→ **Given instruction**:
Reproduce all of the data exactly.

╭─ Record excerpts

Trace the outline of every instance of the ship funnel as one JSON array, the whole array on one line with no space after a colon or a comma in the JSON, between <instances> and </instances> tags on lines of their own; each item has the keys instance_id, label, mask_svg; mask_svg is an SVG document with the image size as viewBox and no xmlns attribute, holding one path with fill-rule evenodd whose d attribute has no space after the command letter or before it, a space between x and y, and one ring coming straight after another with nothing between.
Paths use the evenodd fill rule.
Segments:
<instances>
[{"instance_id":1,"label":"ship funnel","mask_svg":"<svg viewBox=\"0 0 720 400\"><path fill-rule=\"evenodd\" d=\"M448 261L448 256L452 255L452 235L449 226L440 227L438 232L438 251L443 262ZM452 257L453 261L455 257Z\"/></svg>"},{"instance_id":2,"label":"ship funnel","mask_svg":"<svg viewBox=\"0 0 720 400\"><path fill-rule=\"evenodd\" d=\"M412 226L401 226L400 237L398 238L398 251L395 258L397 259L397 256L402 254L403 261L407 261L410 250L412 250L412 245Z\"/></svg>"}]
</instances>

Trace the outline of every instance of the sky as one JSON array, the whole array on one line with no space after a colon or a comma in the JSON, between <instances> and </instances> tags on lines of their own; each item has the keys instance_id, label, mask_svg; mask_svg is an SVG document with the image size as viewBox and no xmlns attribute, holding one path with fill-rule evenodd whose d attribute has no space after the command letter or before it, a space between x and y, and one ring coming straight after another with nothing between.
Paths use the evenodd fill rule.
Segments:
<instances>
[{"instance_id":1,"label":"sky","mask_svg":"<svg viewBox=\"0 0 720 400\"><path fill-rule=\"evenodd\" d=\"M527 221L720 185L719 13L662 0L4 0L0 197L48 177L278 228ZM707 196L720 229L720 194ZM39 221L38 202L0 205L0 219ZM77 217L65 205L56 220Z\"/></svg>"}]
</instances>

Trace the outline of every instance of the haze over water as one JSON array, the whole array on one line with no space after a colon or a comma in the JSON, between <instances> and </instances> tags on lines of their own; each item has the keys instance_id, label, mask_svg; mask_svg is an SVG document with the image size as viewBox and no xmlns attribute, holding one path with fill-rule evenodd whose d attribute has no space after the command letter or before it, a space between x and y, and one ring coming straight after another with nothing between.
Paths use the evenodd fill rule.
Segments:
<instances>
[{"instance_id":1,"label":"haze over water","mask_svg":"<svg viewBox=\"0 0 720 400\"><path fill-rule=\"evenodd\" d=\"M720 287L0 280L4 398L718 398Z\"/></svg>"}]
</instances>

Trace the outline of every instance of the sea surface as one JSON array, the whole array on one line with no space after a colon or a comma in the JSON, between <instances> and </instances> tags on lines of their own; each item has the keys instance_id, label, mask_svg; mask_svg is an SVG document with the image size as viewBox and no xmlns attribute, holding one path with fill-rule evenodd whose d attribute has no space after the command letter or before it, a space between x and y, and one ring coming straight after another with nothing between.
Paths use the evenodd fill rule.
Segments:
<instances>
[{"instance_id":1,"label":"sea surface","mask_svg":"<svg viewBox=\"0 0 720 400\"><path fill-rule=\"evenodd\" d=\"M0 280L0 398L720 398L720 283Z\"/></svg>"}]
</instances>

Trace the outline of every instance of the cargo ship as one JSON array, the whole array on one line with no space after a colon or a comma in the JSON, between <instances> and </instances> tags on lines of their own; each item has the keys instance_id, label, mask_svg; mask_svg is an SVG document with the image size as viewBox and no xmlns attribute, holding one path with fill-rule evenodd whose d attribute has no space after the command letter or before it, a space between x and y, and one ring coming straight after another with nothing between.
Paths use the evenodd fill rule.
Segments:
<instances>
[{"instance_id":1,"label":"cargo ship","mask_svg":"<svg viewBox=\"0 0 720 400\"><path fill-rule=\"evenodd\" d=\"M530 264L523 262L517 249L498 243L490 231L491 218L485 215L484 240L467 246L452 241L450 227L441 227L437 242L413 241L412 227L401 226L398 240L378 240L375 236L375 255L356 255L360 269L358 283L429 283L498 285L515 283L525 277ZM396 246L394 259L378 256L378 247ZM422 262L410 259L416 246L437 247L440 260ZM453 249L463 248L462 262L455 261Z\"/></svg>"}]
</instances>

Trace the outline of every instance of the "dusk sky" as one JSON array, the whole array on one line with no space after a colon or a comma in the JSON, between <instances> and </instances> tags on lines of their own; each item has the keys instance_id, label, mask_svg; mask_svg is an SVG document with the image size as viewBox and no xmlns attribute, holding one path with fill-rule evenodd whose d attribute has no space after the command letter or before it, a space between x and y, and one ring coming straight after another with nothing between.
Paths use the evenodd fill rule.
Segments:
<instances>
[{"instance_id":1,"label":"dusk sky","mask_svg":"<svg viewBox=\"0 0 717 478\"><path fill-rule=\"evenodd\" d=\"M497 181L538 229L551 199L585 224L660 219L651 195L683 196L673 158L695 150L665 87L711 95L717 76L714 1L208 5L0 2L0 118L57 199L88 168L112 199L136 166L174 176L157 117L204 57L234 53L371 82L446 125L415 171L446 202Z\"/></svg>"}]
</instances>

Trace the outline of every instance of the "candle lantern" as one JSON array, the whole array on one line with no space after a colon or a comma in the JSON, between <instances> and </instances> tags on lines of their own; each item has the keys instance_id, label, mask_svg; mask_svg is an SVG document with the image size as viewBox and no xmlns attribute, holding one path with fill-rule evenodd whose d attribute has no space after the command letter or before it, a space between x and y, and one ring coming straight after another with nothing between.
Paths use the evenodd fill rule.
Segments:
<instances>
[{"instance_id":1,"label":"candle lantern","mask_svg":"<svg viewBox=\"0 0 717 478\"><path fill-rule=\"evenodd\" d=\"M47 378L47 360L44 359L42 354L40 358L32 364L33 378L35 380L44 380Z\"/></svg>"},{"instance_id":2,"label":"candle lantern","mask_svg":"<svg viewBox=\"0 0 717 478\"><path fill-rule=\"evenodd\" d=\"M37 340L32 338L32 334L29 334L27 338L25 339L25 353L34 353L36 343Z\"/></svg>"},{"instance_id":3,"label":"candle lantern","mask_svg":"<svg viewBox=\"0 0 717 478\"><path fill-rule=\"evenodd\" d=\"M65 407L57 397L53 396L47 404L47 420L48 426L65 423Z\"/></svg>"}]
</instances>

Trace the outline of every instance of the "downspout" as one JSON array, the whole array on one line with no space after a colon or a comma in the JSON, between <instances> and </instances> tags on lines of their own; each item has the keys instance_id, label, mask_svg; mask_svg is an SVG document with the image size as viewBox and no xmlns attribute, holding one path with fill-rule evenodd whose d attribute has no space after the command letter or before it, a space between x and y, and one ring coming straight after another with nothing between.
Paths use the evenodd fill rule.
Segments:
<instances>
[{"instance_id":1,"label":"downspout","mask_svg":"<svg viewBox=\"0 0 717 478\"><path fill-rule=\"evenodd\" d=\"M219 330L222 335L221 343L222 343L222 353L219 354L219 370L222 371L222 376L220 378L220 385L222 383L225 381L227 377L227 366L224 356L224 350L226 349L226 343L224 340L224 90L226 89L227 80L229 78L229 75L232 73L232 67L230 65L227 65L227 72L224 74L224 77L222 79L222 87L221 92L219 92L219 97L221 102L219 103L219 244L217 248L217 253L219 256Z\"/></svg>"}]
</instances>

╰─

→ **Expected output**:
Trace the outline of every instance of the ship funnel as one JSON array, the whole array on one line with no space after a colon or a comma in the JSON, between <instances> and </instances> tags on lines of their own; each item has the keys instance_id, label, mask_svg; mask_svg is an SVG document with the image size as viewBox and no xmlns attribute, holding one path with fill-rule evenodd whose d attribute has no space after the command letter or before it, a space between x and y, and one ring coming straight after another with nothing between.
Paths use the evenodd fill rule.
Segments:
<instances>
[{"instance_id":1,"label":"ship funnel","mask_svg":"<svg viewBox=\"0 0 720 400\"><path fill-rule=\"evenodd\" d=\"M448 261L448 256L452 255L452 235L449 226L440 227L438 232L438 251L443 262ZM452 257L453 261L455 257Z\"/></svg>"},{"instance_id":2,"label":"ship funnel","mask_svg":"<svg viewBox=\"0 0 720 400\"><path fill-rule=\"evenodd\" d=\"M412 226L401 226L400 237L398 238L398 251L395 258L397 259L397 256L402 254L403 261L407 261L410 250L412 250L412 245Z\"/></svg>"}]
</instances>

Trace the outline of every instance of the sky as one JSON array, the whole array on one line with no space after a colon or a comma in the JSON, between <instances> and </instances> tags on lines of their own; each item has the keys instance_id, label, mask_svg; mask_svg is an SVG document with the image size as viewBox and no xmlns attribute, holding one path with fill-rule evenodd whose d attribute has no space after the command letter or before it, a space between x and y, and one ring coming straight after another with nothing between.
Paths use the evenodd fill rule.
Segments:
<instances>
[{"instance_id":1,"label":"sky","mask_svg":"<svg viewBox=\"0 0 720 400\"><path fill-rule=\"evenodd\" d=\"M527 221L720 185L719 13L662 0L4 0L0 197L48 177L278 228ZM707 196L720 229L720 194ZM39 221L38 202L0 205L0 219ZM77 217L65 205L56 220Z\"/></svg>"}]
</instances>

Trace the outline of every instance of the haze over water as one JSON array, the whole array on one line with no space after a colon or a comma in the JSON, between <instances> and </instances> tags on lines of their own; each item has the keys instance_id, label, mask_svg; mask_svg is an SVG document with the image size as viewBox and no xmlns attribute, holding one path with fill-rule evenodd whose d attribute has no space after the command letter or before it, a space between x and y, and one ring coming straight after another with nothing between.
Paths use the evenodd fill rule.
Segments:
<instances>
[{"instance_id":1,"label":"haze over water","mask_svg":"<svg viewBox=\"0 0 720 400\"><path fill-rule=\"evenodd\" d=\"M720 287L0 280L4 398L718 398Z\"/></svg>"}]
</instances>

Trace the outline of every instance of the sea surface as one JSON array, the whole array on one line with no space after a colon or a comma in the JSON, between <instances> and </instances> tags on lines of their own; each item has the keys instance_id, label, mask_svg; mask_svg is an SVG document with the image size as viewBox and no xmlns attribute, holding one path with fill-rule evenodd whose d attribute has no space after the command letter or before it, a space between x and y, and one ring coming straight after another with nothing between.
Paths use the evenodd fill rule.
Segments:
<instances>
[{"instance_id":1,"label":"sea surface","mask_svg":"<svg viewBox=\"0 0 720 400\"><path fill-rule=\"evenodd\" d=\"M0 280L0 398L720 398L720 283Z\"/></svg>"}]
</instances>

Trace the outline of every instance of the cargo ship as one JSON array, the whole array on one line with no space after a colon or a comma in the JSON, between <instances> and </instances> tags on lines of their own; each item has the keys instance_id, label, mask_svg; mask_svg is an SVG document with the image size as viewBox and no xmlns attribute, holding one path with fill-rule evenodd whose d attribute has no space after the command letter or before it, a space between x and y, and one ring coming straight after another with nothing between.
Paths use the evenodd fill rule.
Segments:
<instances>
[{"instance_id":1,"label":"cargo ship","mask_svg":"<svg viewBox=\"0 0 720 400\"><path fill-rule=\"evenodd\" d=\"M530 264L523 262L517 249L498 243L490 231L491 218L485 215L484 240L467 246L452 241L450 227L441 227L437 242L413 241L412 227L401 226L398 240L378 240L375 236L375 255L356 255L360 269L358 283L429 283L498 285L515 283L525 277ZM396 246L394 259L378 256L378 247ZM422 262L410 259L416 246L437 247L440 260ZM453 249L463 248L462 262L455 261Z\"/></svg>"}]
</instances>

Trace the outline of every instance of the "dusk sky" as one JSON array, the whole array on one line with no space after a colon or a comma in the JSON, between <instances> and </instances> tags on lines of their own; each item has the keys instance_id, label, mask_svg; mask_svg is an SVG document with the image size as viewBox and no xmlns attribute, holding one path with fill-rule evenodd whose d attribute has no space after the command letter or before it, a space between x and y, and one ring coming straight after another with nothing between.
Paths use the evenodd fill rule.
Segments:
<instances>
[{"instance_id":1,"label":"dusk sky","mask_svg":"<svg viewBox=\"0 0 717 478\"><path fill-rule=\"evenodd\" d=\"M497 181L538 229L551 199L585 224L660 219L651 195L683 196L673 158L695 150L665 87L711 95L717 76L714 1L208 5L0 2L0 118L57 199L88 168L112 199L136 166L174 176L157 117L204 57L234 53L371 82L446 125L415 171L446 202Z\"/></svg>"}]
</instances>

Trace the outline of every instance of the "candle lantern" as one JSON array, the whole array on one line with no space after a colon or a comma in the JSON, between <instances> and </instances> tags on lines of their own; each item has the keys instance_id, label, mask_svg; mask_svg is an SVG document with the image size as viewBox and no xmlns attribute, holding one path with fill-rule evenodd whose d attribute has no space after the command letter or before it, a space between x and y, and one ring coming straight after another with nothing between.
Paths use the evenodd fill rule.
Segments:
<instances>
[{"instance_id":1,"label":"candle lantern","mask_svg":"<svg viewBox=\"0 0 717 478\"><path fill-rule=\"evenodd\" d=\"M47 378L47 360L44 359L42 354L40 358L32 364L33 378L35 380L44 380Z\"/></svg>"},{"instance_id":2,"label":"candle lantern","mask_svg":"<svg viewBox=\"0 0 717 478\"><path fill-rule=\"evenodd\" d=\"M37 340L32 338L32 334L29 334L27 338L25 339L25 353L34 353L36 343Z\"/></svg>"},{"instance_id":3,"label":"candle lantern","mask_svg":"<svg viewBox=\"0 0 717 478\"><path fill-rule=\"evenodd\" d=\"M65 407L57 397L53 396L47 404L47 420L48 426L65 423Z\"/></svg>"}]
</instances>

Trace the outline of every instance of the "downspout" as one JSON array, the whole array on one line with no space after a colon or a comma in the JSON, between <instances> and </instances> tags on lines of their own; each item has the keys instance_id, label, mask_svg; mask_svg is an SVG document with the image size as viewBox and no xmlns attribute, holding one path with fill-rule evenodd whose d attribute has no space after the command letter or before it, a space between x and y, and one ring coming straight after another with nothing between.
Paths use the evenodd fill rule.
Segments:
<instances>
[{"instance_id":1,"label":"downspout","mask_svg":"<svg viewBox=\"0 0 717 478\"><path fill-rule=\"evenodd\" d=\"M219 330L222 335L221 343L222 343L222 353L219 354L219 370L222 371L222 376L220 378L220 385L222 383L225 381L227 377L227 366L224 356L224 350L226 349L226 343L224 340L224 90L226 89L227 80L229 78L229 75L232 73L232 67L230 65L227 65L227 72L224 74L224 77L222 79L222 87L221 92L219 92L219 97L221 102L219 103L219 244L217 248L217 253L219 256Z\"/></svg>"}]
</instances>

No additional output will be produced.